## [TEXT SEGMENT]
You are viewing a plain text version of this content. The canonical link for it is here.
Posted to commits@mesos.apache.org by al...@apache.org on 2016/08/28 15:04:05 UTC

[05/10] mesos git commit: Refactored `_commandHealthCheck` in HealthChecker.

Refactored `_commandHealthCheck` in HealthChecker.

* Remove blocking `Future::await` call.
* Adjust the level of some logs.
* Adjust style.
* Change the interface of health check handlers to
  `Future<Nothing>` to make errors handling more easier.

Review: https://reviews.apache.org/r/51069/


Project: http://git-wip-us.apache.org/repos/asf/mesos/repo
Commit: http://git-wip-us.apache.org/repos/asf/mesos/commit/7380d130
Tree: http://git-wip-us.apache.org/repos/asf/mesos/tree/7380d130
Diff: http://git-wip-us.apache.org/repos/asf/mesos/diff/7380d130

Branch: refs/heads/master
Commit: 7380d130a4b03fd110acbcb0636f8615b8f28cee
Parents: f19a6aa
Author: haosdent huang <ha...@gmail.com>
Authored: Fri Aug 26 16:33:12 2016 +0200
Committer: Alexander Rukletsov <al...@apache.org>
Committed: Sun Aug 28 16:42:41 2016 +0200

----------------------------------------------------------------------
 src/health-check/health_checker.cpp | 123 ++++++++++++++++++-------------
 src/health-check/health_checker.hpp |  10 ++-
 2 files changed, 78 insertions(+), 55 deletions(-)
----------------------------------------------------------------------


http://git-wip-us.apache.org/repos/asf/mesos/blob/7380d130/src/health-check/health_checker.cpp
----------------------------------------------------------------------
diff --git a/src/health-check/health_checker.cpp b/src/health-check/health_checker.cpp
index 1a2a6df..097117a 100644
--- a/src/health-check/health_checker.cpp
+++ b/src/health-check/health_checker.cpp
@@ -29,6 +29,7 @@
 
 #include <mesos/mesos.hpp>
 
+#include <process/collect.hpp>
 #include <process/delay.hpp>
 #include <process/subprocess.hpp>
 
@@ -45,6 +46,7 @@
 
 using process::delay;
 using process::Clock;
+using process::Failure;
 using process::Future;
 using process::NO_SETSID;
 using process::Owned;
@@ -116,9 +118,9 @@ HealthCheckerProcess::HealthCheckerProcess(
 
 Future<Nothing> HealthCheckerProcess::healthCheck()

## [SUPPLIED RECORDS]
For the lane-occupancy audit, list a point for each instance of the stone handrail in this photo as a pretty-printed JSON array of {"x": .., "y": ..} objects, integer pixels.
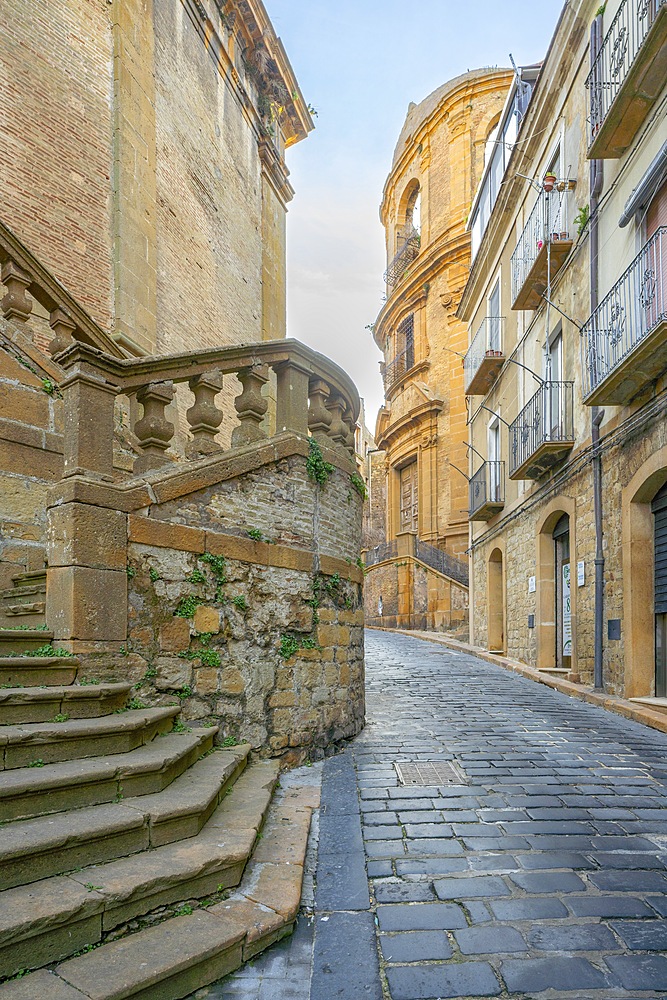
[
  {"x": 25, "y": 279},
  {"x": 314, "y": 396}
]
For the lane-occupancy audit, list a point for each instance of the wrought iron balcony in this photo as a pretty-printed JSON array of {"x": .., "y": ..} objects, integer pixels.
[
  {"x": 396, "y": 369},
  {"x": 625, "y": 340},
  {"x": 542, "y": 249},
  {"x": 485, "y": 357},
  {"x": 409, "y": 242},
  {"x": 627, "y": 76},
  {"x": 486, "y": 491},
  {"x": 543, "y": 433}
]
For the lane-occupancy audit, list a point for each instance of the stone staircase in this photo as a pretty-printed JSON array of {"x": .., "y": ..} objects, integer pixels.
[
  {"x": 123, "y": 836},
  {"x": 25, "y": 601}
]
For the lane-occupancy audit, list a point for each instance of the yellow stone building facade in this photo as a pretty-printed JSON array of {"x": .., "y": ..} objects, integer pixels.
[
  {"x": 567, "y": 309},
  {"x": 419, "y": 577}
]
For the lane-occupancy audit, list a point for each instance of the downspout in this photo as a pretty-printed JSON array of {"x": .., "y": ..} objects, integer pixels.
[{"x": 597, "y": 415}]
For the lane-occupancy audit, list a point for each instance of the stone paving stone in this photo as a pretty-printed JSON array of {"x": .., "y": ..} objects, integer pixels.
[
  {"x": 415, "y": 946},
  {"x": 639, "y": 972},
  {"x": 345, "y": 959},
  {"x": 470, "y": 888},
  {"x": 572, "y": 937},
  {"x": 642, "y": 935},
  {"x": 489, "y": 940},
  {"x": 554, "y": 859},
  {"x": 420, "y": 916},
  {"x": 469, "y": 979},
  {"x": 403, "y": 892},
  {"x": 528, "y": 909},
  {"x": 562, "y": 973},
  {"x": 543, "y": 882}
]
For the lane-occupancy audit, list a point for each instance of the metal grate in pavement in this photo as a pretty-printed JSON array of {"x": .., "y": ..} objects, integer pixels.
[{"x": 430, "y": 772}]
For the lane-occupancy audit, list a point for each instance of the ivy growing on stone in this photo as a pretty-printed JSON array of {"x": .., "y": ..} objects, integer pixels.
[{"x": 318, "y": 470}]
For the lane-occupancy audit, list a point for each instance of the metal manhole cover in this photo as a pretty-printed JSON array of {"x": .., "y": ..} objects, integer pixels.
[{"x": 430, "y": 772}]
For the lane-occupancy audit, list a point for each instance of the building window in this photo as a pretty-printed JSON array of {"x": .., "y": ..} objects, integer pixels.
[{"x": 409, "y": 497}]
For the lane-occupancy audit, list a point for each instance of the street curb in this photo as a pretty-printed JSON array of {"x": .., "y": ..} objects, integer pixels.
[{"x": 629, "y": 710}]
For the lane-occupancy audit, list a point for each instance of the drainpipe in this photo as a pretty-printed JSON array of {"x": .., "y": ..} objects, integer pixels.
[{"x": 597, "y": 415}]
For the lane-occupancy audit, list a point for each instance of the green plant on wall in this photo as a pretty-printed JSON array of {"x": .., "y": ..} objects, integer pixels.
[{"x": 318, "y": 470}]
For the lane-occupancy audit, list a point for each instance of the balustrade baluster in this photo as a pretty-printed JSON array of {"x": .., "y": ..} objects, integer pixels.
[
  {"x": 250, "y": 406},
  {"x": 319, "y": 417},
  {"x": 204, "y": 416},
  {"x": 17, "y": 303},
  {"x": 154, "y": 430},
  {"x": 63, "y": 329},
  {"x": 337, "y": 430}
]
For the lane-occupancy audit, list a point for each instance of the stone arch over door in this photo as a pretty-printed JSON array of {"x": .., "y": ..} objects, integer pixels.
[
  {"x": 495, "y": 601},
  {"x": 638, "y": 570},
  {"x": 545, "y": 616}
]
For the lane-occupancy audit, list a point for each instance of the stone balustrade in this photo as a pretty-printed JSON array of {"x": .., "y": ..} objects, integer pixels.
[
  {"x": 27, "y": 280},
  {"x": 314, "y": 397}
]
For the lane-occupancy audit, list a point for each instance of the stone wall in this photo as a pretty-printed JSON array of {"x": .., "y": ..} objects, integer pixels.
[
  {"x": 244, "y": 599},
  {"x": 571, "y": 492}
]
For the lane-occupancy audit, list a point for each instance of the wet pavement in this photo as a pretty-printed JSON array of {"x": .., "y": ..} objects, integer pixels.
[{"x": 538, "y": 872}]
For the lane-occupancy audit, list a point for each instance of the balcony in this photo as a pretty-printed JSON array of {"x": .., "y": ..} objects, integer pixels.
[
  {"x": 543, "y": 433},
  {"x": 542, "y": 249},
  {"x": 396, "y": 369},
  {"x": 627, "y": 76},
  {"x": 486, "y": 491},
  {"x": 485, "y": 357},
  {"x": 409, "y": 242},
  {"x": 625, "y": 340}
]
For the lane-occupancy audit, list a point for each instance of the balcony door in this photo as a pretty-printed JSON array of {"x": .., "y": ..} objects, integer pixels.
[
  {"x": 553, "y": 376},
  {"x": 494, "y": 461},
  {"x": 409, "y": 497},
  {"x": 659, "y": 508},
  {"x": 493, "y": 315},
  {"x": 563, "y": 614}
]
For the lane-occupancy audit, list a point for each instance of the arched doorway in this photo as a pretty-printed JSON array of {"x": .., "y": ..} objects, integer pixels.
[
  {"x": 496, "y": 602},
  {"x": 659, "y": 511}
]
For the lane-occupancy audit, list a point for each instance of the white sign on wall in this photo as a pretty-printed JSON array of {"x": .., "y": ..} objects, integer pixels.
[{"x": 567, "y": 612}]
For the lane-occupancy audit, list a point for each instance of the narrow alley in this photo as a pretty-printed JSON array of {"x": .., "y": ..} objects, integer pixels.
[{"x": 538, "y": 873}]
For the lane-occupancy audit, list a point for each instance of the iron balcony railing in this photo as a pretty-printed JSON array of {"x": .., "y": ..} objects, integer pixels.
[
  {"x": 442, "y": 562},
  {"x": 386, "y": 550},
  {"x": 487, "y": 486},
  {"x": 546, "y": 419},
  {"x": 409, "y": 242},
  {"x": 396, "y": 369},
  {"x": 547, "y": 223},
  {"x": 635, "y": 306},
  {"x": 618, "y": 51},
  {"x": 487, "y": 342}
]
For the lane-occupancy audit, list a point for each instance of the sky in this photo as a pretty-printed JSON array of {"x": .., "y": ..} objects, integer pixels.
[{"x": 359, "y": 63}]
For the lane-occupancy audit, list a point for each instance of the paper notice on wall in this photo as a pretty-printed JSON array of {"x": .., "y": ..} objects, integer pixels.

## [ACTIONS TO TAKE]
(a) Using the Mesos commit, explain in one to three sentences why the interface of the health check handlers was changed.
(b) Please rewrite the Mesos commit between "[05/10] mesos git" and "of some logs.", inclusive, with "Refactored" replaced by "Reworked".

## [RESPONSES TO THE TASKS]
(a) The health check handlers were changed to return `Future<Nothing>` so that errors are easier to handle.

(b)
[05/10] mesos git commit: Reworked `_commandHealthCheck` in HealthChecker.

Reworked `_commandHealthCheck` in HealthChecker.

* Remove blocking `Future::await` call.
* Adjust the level of some logs.